# Task requirements
Each line that follows should be printed again exactly as it stands.

(Excerpts of pointing data)
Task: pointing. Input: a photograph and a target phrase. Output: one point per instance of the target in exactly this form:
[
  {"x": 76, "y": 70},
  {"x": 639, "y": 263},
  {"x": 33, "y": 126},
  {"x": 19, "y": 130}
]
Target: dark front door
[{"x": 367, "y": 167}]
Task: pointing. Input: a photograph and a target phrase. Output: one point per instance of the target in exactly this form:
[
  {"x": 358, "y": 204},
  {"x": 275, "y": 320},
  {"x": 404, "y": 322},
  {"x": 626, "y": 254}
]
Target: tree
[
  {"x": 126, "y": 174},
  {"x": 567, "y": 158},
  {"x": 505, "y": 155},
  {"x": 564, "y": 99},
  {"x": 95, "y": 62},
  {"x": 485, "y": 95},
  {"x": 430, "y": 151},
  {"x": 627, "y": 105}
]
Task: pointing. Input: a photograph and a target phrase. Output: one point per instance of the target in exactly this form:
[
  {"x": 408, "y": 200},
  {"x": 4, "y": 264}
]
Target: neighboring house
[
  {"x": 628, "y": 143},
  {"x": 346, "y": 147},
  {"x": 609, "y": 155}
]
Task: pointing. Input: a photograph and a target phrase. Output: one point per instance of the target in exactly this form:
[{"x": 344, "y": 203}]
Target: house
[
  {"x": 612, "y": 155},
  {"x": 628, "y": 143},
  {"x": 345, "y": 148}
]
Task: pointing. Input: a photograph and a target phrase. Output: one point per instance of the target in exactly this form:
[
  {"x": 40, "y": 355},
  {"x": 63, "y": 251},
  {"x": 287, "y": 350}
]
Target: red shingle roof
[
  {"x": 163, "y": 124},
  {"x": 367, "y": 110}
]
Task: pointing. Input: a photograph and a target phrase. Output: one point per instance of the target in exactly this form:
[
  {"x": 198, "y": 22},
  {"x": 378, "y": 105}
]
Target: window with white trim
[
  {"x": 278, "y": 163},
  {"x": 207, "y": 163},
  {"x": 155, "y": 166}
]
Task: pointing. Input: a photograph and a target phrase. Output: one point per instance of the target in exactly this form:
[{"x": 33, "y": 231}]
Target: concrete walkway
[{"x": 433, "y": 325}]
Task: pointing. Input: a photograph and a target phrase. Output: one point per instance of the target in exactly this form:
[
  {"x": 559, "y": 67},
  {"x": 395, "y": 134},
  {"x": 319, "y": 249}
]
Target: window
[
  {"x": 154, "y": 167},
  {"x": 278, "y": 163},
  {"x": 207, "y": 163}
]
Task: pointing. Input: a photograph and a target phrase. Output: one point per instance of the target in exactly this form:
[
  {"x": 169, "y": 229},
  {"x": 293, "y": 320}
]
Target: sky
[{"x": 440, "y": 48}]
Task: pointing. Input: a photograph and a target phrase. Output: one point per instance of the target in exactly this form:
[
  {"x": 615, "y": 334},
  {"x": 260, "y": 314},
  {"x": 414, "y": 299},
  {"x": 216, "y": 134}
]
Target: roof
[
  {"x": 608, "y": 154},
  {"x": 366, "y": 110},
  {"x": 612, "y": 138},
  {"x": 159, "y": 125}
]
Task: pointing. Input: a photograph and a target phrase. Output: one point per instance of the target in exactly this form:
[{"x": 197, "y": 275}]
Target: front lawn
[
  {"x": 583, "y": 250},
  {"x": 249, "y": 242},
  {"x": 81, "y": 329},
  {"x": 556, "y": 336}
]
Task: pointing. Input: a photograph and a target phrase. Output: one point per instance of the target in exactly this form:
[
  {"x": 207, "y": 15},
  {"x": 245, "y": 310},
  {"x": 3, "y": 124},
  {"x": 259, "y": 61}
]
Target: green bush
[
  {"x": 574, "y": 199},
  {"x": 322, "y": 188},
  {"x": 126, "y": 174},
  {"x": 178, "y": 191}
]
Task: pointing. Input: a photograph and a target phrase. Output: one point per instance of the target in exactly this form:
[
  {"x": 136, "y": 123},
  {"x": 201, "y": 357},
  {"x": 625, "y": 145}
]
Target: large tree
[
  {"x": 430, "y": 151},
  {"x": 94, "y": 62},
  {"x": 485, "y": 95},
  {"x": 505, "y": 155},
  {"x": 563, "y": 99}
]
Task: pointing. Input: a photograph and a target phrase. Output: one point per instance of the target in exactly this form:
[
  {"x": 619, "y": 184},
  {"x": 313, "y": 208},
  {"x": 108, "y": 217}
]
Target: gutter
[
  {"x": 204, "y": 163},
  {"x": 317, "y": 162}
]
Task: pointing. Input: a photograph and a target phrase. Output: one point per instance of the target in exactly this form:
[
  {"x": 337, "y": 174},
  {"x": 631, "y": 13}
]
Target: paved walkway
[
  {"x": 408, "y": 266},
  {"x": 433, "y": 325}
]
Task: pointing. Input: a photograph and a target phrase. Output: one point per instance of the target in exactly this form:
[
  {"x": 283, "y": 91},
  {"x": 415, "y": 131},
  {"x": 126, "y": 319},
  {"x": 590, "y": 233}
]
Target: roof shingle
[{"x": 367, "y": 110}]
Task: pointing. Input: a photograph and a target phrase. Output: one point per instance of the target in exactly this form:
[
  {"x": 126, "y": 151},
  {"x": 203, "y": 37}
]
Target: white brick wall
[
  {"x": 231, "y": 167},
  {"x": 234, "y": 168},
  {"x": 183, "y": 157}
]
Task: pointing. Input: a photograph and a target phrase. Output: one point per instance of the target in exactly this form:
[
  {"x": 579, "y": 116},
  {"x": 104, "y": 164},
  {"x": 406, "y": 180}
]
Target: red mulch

# Answer to this problem
Task: pointing. Input: a photograph and a target phrase. Output: one point per instance of the target in exactly this form:
[
  {"x": 76, "y": 70},
  {"x": 639, "y": 263},
  {"x": 33, "y": 126},
  {"x": 19, "y": 130}
]
Target: dark front door
[{"x": 367, "y": 167}]
Task: pointing. Input: a photograph and a target phrase. Output: one point per instance of the target in exactly this form:
[
  {"x": 358, "y": 204},
  {"x": 275, "y": 320},
  {"x": 404, "y": 322},
  {"x": 626, "y": 254}
]
Target: tree
[
  {"x": 126, "y": 174},
  {"x": 567, "y": 158},
  {"x": 505, "y": 155},
  {"x": 564, "y": 99},
  {"x": 95, "y": 62},
  {"x": 485, "y": 95},
  {"x": 430, "y": 151},
  {"x": 627, "y": 105}
]
Task: pointing. Input: a photograph and a target phrase. Output: one point per instance of the target in exactly this form:
[
  {"x": 408, "y": 200},
  {"x": 4, "y": 264}
]
Target: neighboring house
[
  {"x": 628, "y": 143},
  {"x": 346, "y": 147},
  {"x": 609, "y": 155}
]
Task: pointing. Input: a photograph and a target phrase. Output: one point per instance of the target in exactly this form:
[{"x": 344, "y": 203}]
Target: house
[
  {"x": 612, "y": 155},
  {"x": 628, "y": 143},
  {"x": 345, "y": 148}
]
Task: pointing. Input: a photograph and a target phrase. Output: one point per instance of the target in exactly this form:
[
  {"x": 40, "y": 355},
  {"x": 63, "y": 251},
  {"x": 287, "y": 350}
]
Target: red shingle roof
[
  {"x": 163, "y": 124},
  {"x": 367, "y": 110}
]
Task: pointing. Input: a photograph and a target phrase. Output: one point per instance of the target in exactly this form:
[
  {"x": 198, "y": 22},
  {"x": 378, "y": 105}
]
Target: window with white trim
[
  {"x": 278, "y": 163},
  {"x": 207, "y": 163},
  {"x": 155, "y": 166}
]
Task: pointing. Input: a photograph and a target phrase. Output: one point per instance of the target in exactly this form:
[{"x": 33, "y": 231}]
Target: concrete walkway
[{"x": 433, "y": 325}]
Task: pointing. Input: a photograph and a target phrase. Output: one point per instance of the target in exactly this form:
[
  {"x": 559, "y": 67},
  {"x": 395, "y": 134},
  {"x": 319, "y": 249}
]
Target: window
[
  {"x": 154, "y": 167},
  {"x": 278, "y": 163},
  {"x": 207, "y": 163}
]
Task: pointing. Input: a photograph and a target phrase. Output: one point per instance of the target in exactly this form:
[
  {"x": 169, "y": 229},
  {"x": 293, "y": 320}
]
Target: sky
[{"x": 440, "y": 48}]
Task: pointing. Input: a photograph and a target phrase. Output: one point per instance of the target in exactly this form:
[
  {"x": 615, "y": 334},
  {"x": 260, "y": 314},
  {"x": 414, "y": 299},
  {"x": 216, "y": 134}
]
Target: roof
[
  {"x": 608, "y": 154},
  {"x": 366, "y": 110},
  {"x": 612, "y": 138},
  {"x": 159, "y": 125}
]
Task: pointing. Input: a photograph and a target phrase. Output: one point per instance of the target in exactly this form:
[{"x": 197, "y": 275}]
Target: front lawn
[
  {"x": 583, "y": 250},
  {"x": 249, "y": 242},
  {"x": 81, "y": 329},
  {"x": 556, "y": 336}
]
Task: pointing. Input: a photograph and a target phrase. Output: one point per instance of the target in exactly this form:
[
  {"x": 207, "y": 15},
  {"x": 245, "y": 310},
  {"x": 3, "y": 124},
  {"x": 259, "y": 61}
]
Target: green bush
[
  {"x": 574, "y": 199},
  {"x": 322, "y": 188},
  {"x": 126, "y": 174},
  {"x": 178, "y": 191}
]
Task: pointing. Input: a photograph and a target phrase. Output: one point per instance of the target in exactly this form:
[
  {"x": 136, "y": 123},
  {"x": 201, "y": 357},
  {"x": 625, "y": 145}
]
Target: large tree
[
  {"x": 430, "y": 151},
  {"x": 94, "y": 62},
  {"x": 485, "y": 95},
  {"x": 505, "y": 155},
  {"x": 563, "y": 99}
]
Task: pointing. Input: a photograph and a target phrase. Output: one point per instance of the target in exactly this form:
[
  {"x": 619, "y": 184},
  {"x": 313, "y": 208},
  {"x": 108, "y": 217}
]
Target: gutter
[
  {"x": 204, "y": 163},
  {"x": 317, "y": 162}
]
Task: pointing. Input: a photograph and a target phrase. Output: one point per instance of the target in exactly this form:
[
  {"x": 337, "y": 174},
  {"x": 631, "y": 13}
]
Target: paved walkway
[
  {"x": 408, "y": 266},
  {"x": 433, "y": 325}
]
Task: pointing. Input: a photograph and a target phrase. Output: one point per instance of the target in exactly this form:
[
  {"x": 283, "y": 91},
  {"x": 415, "y": 131},
  {"x": 126, "y": 319},
  {"x": 590, "y": 233}
]
Target: roof shingle
[{"x": 367, "y": 110}]
Task: pointing. Input: a photograph and a target phrase. Output: one point per instance of the target in exactly this form:
[
  {"x": 126, "y": 151},
  {"x": 203, "y": 37}
]
Target: white brick wall
[
  {"x": 231, "y": 167},
  {"x": 234, "y": 168},
  {"x": 183, "y": 157}
]
Task: pointing. Input: a photograph and a target phrase. Output: one point per instance of the target in exactly this form:
[
  {"x": 579, "y": 116},
  {"x": 104, "y": 164},
  {"x": 406, "y": 180}
]
Target: red mulch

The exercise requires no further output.